Records
■ ■ ■

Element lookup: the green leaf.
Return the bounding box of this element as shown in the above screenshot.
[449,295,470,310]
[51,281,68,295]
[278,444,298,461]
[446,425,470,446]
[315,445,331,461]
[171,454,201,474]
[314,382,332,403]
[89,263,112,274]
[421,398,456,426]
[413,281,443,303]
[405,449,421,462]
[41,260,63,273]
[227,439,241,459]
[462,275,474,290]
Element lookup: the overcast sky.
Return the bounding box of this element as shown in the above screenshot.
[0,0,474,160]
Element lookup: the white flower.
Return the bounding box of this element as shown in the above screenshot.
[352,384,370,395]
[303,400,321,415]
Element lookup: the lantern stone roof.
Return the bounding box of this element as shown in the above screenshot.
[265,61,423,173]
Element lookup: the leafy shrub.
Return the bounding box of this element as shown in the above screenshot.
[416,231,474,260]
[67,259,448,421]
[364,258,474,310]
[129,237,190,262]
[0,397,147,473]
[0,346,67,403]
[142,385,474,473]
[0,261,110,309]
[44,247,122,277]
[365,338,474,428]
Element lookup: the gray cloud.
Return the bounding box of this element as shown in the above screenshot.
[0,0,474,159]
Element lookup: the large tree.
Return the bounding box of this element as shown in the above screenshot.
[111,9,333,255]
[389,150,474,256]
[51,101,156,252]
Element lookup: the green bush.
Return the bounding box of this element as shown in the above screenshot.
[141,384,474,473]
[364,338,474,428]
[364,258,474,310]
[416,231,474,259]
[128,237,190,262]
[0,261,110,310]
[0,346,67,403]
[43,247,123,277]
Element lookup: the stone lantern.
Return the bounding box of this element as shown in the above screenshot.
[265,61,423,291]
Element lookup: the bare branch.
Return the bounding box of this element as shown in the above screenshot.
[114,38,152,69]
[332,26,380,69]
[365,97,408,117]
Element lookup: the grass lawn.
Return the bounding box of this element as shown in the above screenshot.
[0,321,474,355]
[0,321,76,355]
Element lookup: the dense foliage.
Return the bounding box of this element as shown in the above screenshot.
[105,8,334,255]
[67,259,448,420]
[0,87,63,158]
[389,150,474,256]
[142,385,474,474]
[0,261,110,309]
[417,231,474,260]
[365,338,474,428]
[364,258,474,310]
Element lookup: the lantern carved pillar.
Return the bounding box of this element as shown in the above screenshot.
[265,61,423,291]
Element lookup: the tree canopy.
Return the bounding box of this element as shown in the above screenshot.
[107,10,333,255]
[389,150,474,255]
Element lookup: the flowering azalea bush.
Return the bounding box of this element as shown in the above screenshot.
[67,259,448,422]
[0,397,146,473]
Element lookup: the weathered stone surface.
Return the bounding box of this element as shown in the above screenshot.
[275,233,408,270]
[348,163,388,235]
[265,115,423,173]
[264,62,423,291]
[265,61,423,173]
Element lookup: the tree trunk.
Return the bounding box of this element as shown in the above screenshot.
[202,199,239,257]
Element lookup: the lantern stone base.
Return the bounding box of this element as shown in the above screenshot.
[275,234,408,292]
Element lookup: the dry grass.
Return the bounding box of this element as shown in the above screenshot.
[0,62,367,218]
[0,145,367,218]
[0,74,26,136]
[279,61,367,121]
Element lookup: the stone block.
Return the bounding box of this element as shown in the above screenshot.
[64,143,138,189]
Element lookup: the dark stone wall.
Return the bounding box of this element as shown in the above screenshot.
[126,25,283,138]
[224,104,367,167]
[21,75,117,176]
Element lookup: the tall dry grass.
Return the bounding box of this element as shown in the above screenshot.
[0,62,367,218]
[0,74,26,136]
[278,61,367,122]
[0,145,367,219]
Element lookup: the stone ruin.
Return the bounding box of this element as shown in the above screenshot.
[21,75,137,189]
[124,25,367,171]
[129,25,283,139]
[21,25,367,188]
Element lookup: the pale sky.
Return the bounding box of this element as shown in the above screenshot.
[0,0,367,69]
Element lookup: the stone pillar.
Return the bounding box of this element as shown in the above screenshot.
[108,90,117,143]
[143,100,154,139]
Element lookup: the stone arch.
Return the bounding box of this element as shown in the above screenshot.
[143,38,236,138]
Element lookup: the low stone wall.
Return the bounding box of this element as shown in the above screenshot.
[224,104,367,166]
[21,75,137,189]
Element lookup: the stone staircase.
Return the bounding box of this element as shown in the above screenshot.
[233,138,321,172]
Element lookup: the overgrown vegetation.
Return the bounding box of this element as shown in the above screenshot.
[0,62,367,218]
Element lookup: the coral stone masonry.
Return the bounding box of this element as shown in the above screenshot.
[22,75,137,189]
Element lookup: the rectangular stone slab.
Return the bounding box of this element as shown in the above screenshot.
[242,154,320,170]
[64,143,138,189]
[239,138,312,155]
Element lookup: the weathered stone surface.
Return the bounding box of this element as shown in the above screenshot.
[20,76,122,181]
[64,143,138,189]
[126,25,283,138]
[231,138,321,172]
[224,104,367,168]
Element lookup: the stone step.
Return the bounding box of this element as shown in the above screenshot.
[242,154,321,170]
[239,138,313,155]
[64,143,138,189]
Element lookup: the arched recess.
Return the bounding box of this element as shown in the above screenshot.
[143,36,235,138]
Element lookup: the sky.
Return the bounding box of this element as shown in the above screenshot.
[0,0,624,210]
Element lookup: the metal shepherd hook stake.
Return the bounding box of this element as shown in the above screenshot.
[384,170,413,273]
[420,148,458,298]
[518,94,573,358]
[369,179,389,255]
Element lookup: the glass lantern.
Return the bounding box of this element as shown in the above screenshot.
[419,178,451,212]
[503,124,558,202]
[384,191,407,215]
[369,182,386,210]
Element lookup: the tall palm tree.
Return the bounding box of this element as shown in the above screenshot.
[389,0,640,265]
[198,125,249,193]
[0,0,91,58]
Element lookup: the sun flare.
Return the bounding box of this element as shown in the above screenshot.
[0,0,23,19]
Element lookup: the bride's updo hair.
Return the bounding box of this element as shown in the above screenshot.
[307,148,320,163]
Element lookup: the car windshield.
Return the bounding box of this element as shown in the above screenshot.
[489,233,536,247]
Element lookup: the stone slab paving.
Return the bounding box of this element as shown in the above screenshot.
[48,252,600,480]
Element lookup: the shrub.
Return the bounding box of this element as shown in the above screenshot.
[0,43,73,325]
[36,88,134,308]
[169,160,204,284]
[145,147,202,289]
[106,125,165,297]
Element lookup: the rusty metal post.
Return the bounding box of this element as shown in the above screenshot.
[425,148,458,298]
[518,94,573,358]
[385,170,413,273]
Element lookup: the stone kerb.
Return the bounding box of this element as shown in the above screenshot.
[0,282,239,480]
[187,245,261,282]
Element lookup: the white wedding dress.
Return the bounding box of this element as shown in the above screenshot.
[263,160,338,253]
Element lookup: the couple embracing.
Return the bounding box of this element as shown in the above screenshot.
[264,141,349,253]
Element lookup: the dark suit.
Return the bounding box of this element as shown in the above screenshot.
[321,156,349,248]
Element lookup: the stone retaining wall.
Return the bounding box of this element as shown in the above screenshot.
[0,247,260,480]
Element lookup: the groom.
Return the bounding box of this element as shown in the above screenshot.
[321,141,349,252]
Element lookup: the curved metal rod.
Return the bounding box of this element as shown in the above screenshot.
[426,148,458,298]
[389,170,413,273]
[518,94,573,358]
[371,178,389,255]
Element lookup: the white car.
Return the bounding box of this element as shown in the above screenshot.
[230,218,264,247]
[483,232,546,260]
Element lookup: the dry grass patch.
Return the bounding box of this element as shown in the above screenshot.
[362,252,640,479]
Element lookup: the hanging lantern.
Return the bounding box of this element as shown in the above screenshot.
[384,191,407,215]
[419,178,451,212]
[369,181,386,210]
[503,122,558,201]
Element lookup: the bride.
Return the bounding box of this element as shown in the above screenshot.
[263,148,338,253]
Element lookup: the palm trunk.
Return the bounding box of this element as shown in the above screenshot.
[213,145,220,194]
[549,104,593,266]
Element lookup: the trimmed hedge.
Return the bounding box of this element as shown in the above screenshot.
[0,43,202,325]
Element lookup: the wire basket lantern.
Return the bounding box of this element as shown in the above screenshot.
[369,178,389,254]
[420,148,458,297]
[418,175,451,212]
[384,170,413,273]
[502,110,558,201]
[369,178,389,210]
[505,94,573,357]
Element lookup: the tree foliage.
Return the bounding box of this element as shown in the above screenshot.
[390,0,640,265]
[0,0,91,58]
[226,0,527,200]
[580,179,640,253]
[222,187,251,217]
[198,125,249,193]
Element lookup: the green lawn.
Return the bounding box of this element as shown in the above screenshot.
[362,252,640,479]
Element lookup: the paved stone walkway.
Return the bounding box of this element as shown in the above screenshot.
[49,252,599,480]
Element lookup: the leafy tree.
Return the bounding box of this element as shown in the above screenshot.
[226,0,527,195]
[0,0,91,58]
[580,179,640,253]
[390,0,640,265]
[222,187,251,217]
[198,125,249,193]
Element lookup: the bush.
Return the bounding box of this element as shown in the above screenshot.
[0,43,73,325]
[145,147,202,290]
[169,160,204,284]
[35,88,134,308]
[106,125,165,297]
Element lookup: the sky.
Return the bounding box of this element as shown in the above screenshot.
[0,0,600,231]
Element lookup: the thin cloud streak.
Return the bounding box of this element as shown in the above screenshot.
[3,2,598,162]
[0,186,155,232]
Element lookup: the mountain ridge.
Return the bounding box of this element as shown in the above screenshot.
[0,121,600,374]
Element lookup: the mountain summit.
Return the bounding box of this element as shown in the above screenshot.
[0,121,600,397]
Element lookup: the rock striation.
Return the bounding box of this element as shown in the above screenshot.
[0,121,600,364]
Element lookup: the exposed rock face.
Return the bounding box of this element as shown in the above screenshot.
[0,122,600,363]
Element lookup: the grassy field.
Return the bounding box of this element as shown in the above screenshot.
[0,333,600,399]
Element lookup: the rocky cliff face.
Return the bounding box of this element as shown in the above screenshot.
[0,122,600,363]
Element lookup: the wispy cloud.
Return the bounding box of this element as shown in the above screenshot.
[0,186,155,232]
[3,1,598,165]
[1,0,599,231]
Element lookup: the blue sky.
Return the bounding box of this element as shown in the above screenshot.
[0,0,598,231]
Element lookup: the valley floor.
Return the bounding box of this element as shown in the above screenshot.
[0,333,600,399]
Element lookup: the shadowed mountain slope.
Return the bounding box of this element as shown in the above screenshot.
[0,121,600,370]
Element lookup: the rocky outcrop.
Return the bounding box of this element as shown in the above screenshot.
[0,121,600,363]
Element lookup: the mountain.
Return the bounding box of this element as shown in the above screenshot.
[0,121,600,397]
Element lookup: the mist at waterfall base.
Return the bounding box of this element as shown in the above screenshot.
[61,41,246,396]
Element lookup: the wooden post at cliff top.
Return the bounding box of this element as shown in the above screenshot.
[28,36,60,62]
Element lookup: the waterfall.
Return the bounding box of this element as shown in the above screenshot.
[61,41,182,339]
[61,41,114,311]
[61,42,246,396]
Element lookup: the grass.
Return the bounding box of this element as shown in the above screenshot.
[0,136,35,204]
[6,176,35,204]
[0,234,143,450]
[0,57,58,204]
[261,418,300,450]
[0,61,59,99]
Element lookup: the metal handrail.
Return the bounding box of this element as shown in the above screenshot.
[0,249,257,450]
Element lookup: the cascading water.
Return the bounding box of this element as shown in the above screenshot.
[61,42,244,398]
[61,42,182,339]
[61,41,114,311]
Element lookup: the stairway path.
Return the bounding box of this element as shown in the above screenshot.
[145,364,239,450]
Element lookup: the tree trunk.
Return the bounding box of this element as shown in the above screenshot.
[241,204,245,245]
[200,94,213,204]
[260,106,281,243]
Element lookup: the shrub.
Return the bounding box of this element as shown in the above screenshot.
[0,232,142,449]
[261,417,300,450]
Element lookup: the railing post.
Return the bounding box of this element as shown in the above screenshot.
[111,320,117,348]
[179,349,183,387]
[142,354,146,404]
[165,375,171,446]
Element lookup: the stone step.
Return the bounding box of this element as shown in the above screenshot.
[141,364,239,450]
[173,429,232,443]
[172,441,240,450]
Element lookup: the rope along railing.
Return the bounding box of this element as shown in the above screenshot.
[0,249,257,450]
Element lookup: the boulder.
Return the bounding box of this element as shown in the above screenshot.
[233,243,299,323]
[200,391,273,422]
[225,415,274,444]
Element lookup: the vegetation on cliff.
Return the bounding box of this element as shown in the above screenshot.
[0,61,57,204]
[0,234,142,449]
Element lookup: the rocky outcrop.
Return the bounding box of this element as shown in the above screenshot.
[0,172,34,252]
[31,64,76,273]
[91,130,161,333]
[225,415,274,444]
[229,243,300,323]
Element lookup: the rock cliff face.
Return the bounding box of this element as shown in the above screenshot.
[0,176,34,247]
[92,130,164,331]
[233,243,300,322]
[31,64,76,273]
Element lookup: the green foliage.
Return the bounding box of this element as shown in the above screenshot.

■ ■ ■

What is required:
Print the lines of the records from the line containing "Element lookup: the stone pillar." through the line containing "[143,38,236,138]", both included, reproducing each line with no changes.

Completed exercise:
Element lookup: the stone pillar.
Return the bounding box of this element as shown in the above screenshot.
[108,90,117,143]
[143,100,154,139]
Element lookup: the stone arch.
Return the bounding box of this element as shown in the above screenshot.
[143,38,236,138]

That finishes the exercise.